Yapılacaklar:
1. Guatemala'da muz toplamayı anlatan metindeki “Her gün dağdan kadınlı, erkekli eski gerillalar iniyordu.” cümlesini İngilizceye çeviriniz.
2. Guatemala'da muz toplamayı anlatan metni kaldığı yerden alıp bir paragrafla sürdürünüz.

Verilen Metin:
================
YAZARLAR

Bir muz hevengi ve iki gerilla

Machete hızla yukarı kalkıyor arkasında taze dal kokusu bırakıp, muz hevengini ağaçtan ayırıyordu. Küçük yeşil dal parçaları kalıyordu üzerinde. İki eski gerilla ile birlikte çalışıyordum. Çok eski değillerdi, sadece bir hafta olmuştu silahlarını bırakalı.

Muz toplama işçisiydik. Guatemala’da barıştan hemen sonraydı. Maya piramitleri görünüyordu muz bahçesinden. Hepsi değil ama üst basamaklarını seçebiliyorduk, eğer sıcaktan başını kaldırırsan, güneş gelmesin diye gözlerini kısıp, terlerin gözlerini yakmadan bakabilirsen oluyordu bu. Bu kadar niye uğraşıyorsun ki dersen piramitleri görmeye gelmiştik buraya ve henüz gezmeye gidememiştik. Şehirlilerin paradoksunu yaşıyorduk. Burada olmak için çalışıyorduk, çalışmak için burada oluyorduk. Pek şikâyetimiz yoktu ama eğer muzlar çok büyümemişlerse. Bazen sahiden benim kadar ağır olduklarını düşünüyordum. Gün sonuna doğru daha ağırlaşıyorlardı. Hep böyle olur ama fizik dersinde okutmazlar bunu ve matematik dersinde de patronların neden çok daha fazla kazandıklarını…

Ben daha çok taşıyıcıydım. Onlar gibi kullanamıyordum machete’yi - uzun ve keskin bıçağı. Machete hızla yukarı kalkıyor arkasında taze dal kokusu bırakıp, muz hevengini ağaçtan ayırıyordu. Küçük yeşil dal parçaları kalıyordu üzerinde. İki eski gerilla ile birlikte çalışıyordum. Çok eski değillerdi, sadece bir hafta olmuştu silahlarını bırakalı. Sanki M-16 gibi taşıyorlardı muz hevenklerini ya da bana öyle geliyordu. Maya yerlisiydiler, Tzotil. Arada mola verdiğimizde Tzotilce öğrenmeye çalışıyordum. Yararlı bir dil olduğunu düşünüyordum. İçinde ‘teslim olmak’ kelimesi yoktu mesela. Çöp kelimesi de yoktu ve ‘biz’ diye başlıyordu herhangi bir cümle, ‘ben’ değil…

Her gün dağdan kadınlı, erkekli eski gerillalar iniyordu. Yüzlerinde barışın mutluluğu oluyordu. Birkaç gün içinde hayal kırıklığı kaplıyordu mutluluğun üstünü. Gece aniden uyanıp, elleriyle yanı başında olması gereken silahlarını yokluyorlardı. Silahlar hâlbuki Birleşmiş Milletler’in deposunda uyumaya gitmişlerdi ve onlarla birlikte 16 yıl, bazen 18 ya da 30 yıl, yani dağda bütün yaşadıkları. Bazıları kucağında çocuklarıyla birlikte geliyorlardı. Gerilla bölgesi kalmamıştı artık. Şehre taşınmalıydılar. Yeni bir hayata. Bombalar, kurşunlar, mayınlar yoktu yeni hayatta. Ev kirası vardı ama iş bulamama mayınlarıyla doluydu etraf, zenginler ve patronlar vardı hâlâ bir askeri helikopter kadar öldürücü…

Kolombiya’da FARC-EP geçen cuma son silahlarını teslim etti Birleşmiş Milletler’e. Bir gün önce San Vicente Caguin’de ailesinin evine giden bir gerilla-eski gerilla öldürüldü. Guatemala günleri geldi yine aklıma. Bir muz hevengi ve iki gerilla…2


Metin Yeğin Kimdir?
================
Saklanan öğeler:
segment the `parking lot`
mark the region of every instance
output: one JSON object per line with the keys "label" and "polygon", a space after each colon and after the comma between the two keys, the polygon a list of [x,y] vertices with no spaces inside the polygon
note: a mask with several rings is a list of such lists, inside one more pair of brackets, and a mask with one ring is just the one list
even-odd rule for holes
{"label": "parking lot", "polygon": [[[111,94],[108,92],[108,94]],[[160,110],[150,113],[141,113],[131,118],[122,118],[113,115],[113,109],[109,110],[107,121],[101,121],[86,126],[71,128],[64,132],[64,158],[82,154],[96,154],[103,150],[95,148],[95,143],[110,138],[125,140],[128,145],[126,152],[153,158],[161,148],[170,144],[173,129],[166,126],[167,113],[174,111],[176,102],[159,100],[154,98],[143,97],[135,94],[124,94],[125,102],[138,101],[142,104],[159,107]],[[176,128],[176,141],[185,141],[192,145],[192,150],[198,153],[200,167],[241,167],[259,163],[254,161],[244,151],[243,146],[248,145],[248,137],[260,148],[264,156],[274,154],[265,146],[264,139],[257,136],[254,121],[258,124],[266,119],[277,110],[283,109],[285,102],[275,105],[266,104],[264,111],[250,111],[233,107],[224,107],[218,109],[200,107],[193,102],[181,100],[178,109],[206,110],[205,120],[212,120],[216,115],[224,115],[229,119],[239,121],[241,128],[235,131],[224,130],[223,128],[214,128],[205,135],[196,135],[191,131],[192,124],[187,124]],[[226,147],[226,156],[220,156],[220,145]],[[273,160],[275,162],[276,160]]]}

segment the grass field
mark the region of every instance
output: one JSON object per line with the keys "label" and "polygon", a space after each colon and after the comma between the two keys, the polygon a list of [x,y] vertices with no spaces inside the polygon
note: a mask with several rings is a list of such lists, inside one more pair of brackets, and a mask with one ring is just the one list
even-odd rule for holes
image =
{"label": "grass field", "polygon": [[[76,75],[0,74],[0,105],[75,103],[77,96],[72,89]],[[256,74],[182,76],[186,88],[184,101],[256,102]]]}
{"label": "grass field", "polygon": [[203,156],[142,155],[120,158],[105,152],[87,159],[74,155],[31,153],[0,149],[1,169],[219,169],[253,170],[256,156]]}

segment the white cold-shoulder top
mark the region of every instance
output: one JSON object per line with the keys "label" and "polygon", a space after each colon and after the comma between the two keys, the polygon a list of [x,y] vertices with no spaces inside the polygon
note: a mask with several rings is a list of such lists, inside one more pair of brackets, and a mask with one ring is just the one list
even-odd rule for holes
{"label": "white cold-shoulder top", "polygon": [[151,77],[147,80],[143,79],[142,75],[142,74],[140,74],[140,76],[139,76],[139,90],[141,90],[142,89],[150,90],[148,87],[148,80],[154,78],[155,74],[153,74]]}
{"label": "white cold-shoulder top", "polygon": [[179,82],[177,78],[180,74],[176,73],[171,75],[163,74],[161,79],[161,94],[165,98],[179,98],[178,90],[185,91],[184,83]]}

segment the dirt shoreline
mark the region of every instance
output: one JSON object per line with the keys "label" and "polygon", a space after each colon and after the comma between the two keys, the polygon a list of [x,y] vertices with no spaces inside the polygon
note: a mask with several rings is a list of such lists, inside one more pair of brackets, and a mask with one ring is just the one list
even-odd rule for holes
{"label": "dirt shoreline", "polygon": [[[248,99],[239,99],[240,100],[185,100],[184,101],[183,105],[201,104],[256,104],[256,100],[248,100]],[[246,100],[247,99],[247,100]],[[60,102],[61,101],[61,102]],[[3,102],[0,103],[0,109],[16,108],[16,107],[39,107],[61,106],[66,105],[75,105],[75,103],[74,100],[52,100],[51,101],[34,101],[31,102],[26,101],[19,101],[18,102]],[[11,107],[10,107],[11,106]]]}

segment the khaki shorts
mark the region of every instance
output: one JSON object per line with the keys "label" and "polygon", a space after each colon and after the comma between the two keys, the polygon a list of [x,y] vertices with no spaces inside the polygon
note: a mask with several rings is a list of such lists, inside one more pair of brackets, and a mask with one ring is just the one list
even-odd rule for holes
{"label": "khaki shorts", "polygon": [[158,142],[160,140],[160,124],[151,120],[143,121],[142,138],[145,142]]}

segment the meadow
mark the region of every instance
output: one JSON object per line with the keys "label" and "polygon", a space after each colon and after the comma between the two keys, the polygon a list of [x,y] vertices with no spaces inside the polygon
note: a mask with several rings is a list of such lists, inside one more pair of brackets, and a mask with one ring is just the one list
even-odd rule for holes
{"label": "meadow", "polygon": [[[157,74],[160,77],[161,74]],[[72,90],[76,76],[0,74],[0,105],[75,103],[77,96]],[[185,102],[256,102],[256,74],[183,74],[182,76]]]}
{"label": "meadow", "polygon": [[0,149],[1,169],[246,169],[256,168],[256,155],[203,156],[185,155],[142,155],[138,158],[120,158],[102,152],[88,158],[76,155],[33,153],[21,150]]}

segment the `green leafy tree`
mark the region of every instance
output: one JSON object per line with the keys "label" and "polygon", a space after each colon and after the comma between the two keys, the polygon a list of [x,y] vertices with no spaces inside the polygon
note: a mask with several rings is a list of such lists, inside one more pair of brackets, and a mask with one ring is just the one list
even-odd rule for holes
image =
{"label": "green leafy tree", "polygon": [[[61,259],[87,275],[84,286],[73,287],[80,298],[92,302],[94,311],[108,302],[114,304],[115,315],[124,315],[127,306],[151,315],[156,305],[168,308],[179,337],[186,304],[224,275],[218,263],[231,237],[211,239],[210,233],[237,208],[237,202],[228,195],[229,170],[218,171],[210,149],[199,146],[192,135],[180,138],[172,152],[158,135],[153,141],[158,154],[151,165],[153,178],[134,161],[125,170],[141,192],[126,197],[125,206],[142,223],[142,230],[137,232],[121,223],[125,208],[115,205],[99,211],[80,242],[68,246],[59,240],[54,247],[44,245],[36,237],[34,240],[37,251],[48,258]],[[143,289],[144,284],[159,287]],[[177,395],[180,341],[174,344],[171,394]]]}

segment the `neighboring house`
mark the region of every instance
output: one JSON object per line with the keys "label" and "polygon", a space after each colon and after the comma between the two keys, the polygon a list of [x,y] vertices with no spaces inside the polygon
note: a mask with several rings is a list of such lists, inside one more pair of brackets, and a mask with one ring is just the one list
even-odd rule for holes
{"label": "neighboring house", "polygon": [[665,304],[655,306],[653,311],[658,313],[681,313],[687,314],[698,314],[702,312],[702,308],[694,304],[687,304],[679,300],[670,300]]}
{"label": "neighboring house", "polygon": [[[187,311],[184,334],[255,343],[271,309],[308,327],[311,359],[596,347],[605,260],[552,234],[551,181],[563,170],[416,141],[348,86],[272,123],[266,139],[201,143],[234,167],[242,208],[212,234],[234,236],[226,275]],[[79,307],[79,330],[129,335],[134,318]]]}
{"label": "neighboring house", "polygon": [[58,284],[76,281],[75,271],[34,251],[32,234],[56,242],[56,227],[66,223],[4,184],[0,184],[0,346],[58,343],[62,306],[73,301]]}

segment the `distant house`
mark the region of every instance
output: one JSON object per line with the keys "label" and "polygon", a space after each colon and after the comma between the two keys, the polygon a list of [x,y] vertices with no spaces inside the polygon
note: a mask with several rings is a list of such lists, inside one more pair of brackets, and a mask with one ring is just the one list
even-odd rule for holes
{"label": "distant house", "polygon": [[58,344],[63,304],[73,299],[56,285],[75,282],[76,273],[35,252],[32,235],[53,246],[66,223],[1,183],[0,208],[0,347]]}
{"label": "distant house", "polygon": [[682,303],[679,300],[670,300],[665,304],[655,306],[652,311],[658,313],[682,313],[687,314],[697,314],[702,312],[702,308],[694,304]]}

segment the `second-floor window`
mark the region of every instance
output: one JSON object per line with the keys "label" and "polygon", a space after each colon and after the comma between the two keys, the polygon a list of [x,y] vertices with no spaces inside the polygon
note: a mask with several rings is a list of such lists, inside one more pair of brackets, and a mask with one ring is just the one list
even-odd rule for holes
================
Görev Yanıtları:
1. Every day, former guerrillas, both women and men, came down from the mountain.

2.
Yazar, belgeselci, sinemacı, gazeteci, avukat, seyyah... CNN-Türk, NTV, Kanal Türk, Al Jazeera, Telesur televizyonlarına 200'e yakın belgesel ve kurmaca filmler yaptı. Türkiye'de Cumhuriyet, Radikal, Birgün, Gündem; dünyada Il manifesto, Rebellion gazetelerine köşe yazıları yazdı. Dünyanın sokaklarını anlattığı 10'dan fazla kitaba sahip. Dünyanın farklı yerlerinde yoksullarla birlikte evler inşa etti, bir sürü farklı işte çalışarak yazılar yazdı, filmler çekti. Birçok ülkede kolektif çalışmalara katıldı, kooperatif örgütlenmelerine öncü oldu. Ekolojik direnişlere katıldı, isyanlara tanıklık etti. Türkiye ve birçok ülkede öğretim üyeliği yaptı... Ve dünyayı değiştirmeye çalışmaya devam ediyor hâlâ...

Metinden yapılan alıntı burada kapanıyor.